» Text
◇ ◇ ◇ ◇ ◇ ◇ ◇

# What do you think about this 4x4x4 it is a real SS?



## gogleash (Oct 25, 2011)

Well I buy this cube from pickegg but someones says thats its not a shengshou so if it is not it is a nice cube anyway?

4x4x4 ShengShou New R4 Structure Magic Cube 

http://www.pickegg.com/wholesale/4x4x4-ShengShou-New-R4-Structure-Magic-Cube-White.html


----------



## Goosly (Oct 25, 2011)

Doesn't look like a ShengShou at all


----------



## nathan3089 (Oct 25, 2011)

that is a knock off brand rubiks 4x4


----------



## cuberkid10 (Oct 25, 2011)

QJ, Lanlan, Mini Qj

Most certainly not Shenghou


----------



## collinbxyz (Oct 25, 2011)

The picture is not shengshou, but I think the actual product is shengshou. It is like this for other products on pickegg. Not sure why... laziness?


----------



## gogleash (Oct 26, 2011)

◇ ◇ ◇ ◇ ◇ ◇ ◇

» What needs to be done
Pull out the stretch of the forum thread about the 4x4x4 cube from "## cuberkid10 (Oct" through "sure why... laziness?". The entries that come next are from a separate source.

» Recorded information
◇ ◇ ◇ ◇ ◇ ◇ ◇

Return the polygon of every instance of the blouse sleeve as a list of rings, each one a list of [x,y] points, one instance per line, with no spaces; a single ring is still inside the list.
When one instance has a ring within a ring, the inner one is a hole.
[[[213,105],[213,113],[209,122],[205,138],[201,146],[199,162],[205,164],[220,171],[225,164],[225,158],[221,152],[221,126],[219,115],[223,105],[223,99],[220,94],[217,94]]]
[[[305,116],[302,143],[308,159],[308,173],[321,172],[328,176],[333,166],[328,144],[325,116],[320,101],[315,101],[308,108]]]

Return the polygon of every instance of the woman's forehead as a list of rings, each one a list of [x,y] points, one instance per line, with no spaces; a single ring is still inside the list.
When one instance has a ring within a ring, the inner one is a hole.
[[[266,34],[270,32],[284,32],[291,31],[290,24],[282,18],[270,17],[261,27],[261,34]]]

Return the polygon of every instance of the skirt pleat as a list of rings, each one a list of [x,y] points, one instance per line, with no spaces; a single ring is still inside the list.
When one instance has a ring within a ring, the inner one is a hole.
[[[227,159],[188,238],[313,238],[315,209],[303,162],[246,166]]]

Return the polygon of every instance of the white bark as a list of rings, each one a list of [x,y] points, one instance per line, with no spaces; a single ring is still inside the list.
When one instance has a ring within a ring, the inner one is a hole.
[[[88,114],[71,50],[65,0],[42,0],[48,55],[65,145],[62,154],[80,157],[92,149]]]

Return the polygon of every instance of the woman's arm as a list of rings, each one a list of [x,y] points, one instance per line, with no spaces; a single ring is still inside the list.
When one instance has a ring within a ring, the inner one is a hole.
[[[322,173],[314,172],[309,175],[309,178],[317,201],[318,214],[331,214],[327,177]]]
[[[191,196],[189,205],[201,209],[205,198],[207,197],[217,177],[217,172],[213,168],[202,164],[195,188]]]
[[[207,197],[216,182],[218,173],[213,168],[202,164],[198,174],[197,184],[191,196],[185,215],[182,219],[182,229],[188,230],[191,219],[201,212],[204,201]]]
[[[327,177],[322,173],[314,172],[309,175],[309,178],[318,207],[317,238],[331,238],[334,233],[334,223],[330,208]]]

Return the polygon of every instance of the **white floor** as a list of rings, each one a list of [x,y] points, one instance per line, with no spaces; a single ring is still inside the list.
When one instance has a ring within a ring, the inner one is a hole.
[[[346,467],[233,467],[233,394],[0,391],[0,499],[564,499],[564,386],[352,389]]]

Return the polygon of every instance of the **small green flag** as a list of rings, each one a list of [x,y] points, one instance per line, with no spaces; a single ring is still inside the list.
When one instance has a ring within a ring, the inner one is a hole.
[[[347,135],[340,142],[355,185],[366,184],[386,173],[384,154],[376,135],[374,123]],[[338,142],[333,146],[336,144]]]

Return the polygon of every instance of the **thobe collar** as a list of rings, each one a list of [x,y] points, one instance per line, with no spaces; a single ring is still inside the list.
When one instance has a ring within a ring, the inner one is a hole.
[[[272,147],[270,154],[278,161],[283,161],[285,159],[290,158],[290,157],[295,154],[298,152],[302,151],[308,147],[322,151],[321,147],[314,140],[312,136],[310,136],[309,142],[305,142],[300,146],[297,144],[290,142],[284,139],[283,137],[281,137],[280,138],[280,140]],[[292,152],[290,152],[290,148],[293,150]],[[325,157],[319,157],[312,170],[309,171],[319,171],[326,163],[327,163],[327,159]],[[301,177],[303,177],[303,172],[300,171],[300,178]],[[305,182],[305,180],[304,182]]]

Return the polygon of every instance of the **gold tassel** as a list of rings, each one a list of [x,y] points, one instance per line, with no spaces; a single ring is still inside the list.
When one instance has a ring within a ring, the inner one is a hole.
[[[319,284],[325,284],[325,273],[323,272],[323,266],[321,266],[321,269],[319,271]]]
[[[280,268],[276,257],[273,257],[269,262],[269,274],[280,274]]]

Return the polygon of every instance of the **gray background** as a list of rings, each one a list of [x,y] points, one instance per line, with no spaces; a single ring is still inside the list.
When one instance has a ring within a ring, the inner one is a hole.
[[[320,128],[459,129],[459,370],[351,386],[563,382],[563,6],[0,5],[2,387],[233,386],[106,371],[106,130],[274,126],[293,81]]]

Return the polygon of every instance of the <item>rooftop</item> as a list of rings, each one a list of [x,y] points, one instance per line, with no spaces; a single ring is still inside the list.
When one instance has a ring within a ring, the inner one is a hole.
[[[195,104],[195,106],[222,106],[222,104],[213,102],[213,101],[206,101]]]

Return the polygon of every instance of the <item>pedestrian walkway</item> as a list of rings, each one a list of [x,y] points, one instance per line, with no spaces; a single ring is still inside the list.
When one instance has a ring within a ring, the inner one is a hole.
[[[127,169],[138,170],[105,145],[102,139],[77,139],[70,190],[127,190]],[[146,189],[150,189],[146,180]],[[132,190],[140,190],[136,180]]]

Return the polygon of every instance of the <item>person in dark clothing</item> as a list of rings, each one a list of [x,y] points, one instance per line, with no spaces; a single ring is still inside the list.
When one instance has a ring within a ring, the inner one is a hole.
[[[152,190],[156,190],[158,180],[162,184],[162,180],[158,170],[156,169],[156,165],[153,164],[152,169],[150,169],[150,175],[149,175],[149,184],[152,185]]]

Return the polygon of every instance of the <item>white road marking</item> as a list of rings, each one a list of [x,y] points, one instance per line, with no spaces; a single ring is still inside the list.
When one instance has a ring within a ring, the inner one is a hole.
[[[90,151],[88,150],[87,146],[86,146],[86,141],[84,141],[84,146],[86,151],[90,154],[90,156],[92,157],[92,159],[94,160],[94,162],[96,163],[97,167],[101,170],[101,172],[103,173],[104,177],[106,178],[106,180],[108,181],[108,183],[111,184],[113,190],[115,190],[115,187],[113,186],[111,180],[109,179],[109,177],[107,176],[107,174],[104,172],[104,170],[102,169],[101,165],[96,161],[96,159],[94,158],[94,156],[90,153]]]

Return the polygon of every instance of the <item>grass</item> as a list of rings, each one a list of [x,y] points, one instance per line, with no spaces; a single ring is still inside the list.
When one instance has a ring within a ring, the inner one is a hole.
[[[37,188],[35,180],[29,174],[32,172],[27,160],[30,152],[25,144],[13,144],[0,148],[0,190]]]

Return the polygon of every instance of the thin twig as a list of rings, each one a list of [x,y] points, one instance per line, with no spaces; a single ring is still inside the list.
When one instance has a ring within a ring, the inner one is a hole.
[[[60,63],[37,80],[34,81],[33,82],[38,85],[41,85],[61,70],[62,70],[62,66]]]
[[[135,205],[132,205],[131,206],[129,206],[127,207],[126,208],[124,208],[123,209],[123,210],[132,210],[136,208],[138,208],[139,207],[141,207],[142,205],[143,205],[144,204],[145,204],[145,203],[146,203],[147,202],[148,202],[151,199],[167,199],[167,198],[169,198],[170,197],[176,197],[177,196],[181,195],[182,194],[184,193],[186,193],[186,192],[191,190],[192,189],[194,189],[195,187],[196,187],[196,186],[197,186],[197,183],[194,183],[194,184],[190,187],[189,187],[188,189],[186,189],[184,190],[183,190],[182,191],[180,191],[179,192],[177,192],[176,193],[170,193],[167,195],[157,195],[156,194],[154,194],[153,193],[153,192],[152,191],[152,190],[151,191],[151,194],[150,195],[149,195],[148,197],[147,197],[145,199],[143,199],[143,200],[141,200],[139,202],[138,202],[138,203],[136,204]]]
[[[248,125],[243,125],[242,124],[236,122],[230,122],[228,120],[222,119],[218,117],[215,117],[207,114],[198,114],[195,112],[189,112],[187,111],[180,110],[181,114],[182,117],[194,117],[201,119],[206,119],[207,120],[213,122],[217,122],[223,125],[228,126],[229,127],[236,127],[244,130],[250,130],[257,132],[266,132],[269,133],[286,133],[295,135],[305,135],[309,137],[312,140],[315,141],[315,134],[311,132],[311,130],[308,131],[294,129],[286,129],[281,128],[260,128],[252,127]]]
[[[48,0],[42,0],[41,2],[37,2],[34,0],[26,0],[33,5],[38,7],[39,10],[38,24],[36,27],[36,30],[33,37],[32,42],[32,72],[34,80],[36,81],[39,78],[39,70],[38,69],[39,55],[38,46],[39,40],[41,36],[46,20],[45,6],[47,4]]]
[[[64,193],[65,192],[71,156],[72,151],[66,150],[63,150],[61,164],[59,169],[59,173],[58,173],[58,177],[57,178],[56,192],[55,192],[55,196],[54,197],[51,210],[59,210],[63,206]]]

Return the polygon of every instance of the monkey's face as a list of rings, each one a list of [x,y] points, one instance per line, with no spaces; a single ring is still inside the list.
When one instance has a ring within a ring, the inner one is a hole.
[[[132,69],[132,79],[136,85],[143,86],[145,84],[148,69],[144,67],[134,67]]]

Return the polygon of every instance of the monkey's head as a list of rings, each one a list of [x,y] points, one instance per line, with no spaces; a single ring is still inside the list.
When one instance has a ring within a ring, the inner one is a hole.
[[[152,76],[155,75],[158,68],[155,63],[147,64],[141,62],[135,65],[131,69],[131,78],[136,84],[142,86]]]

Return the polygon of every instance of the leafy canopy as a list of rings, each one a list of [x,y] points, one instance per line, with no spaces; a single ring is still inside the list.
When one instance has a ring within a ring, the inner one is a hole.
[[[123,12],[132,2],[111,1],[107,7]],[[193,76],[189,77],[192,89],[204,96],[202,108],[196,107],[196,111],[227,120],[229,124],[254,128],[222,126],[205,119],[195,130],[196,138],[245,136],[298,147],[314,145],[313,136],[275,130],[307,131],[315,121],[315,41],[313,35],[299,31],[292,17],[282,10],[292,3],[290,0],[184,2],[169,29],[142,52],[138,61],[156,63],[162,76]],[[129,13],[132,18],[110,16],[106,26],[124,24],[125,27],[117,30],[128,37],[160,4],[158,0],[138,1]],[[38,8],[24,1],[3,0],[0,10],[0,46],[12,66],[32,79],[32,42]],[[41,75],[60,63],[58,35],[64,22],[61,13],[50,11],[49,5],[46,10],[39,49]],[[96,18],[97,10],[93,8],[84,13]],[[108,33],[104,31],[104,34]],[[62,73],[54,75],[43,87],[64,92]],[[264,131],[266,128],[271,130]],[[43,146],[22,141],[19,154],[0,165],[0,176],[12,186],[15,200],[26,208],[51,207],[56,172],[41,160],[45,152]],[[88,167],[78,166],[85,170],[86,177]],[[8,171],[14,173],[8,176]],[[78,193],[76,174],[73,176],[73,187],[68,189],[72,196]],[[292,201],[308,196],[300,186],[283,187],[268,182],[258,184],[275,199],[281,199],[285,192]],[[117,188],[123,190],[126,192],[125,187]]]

◇ ◇ ◇ ◇ ◇ ◇ ◇

» Task response
## cuberkid10 (Oct 25, 2011)

QJ, Lanlan, Mini Qj

Most certainly not Shenghou


----------



## collinbxyz (Oct 25, 2011)

The picture is not shengshou, but I think the actual product is shengshou. It is like this for other products on pickegg. Not sure why... laziness?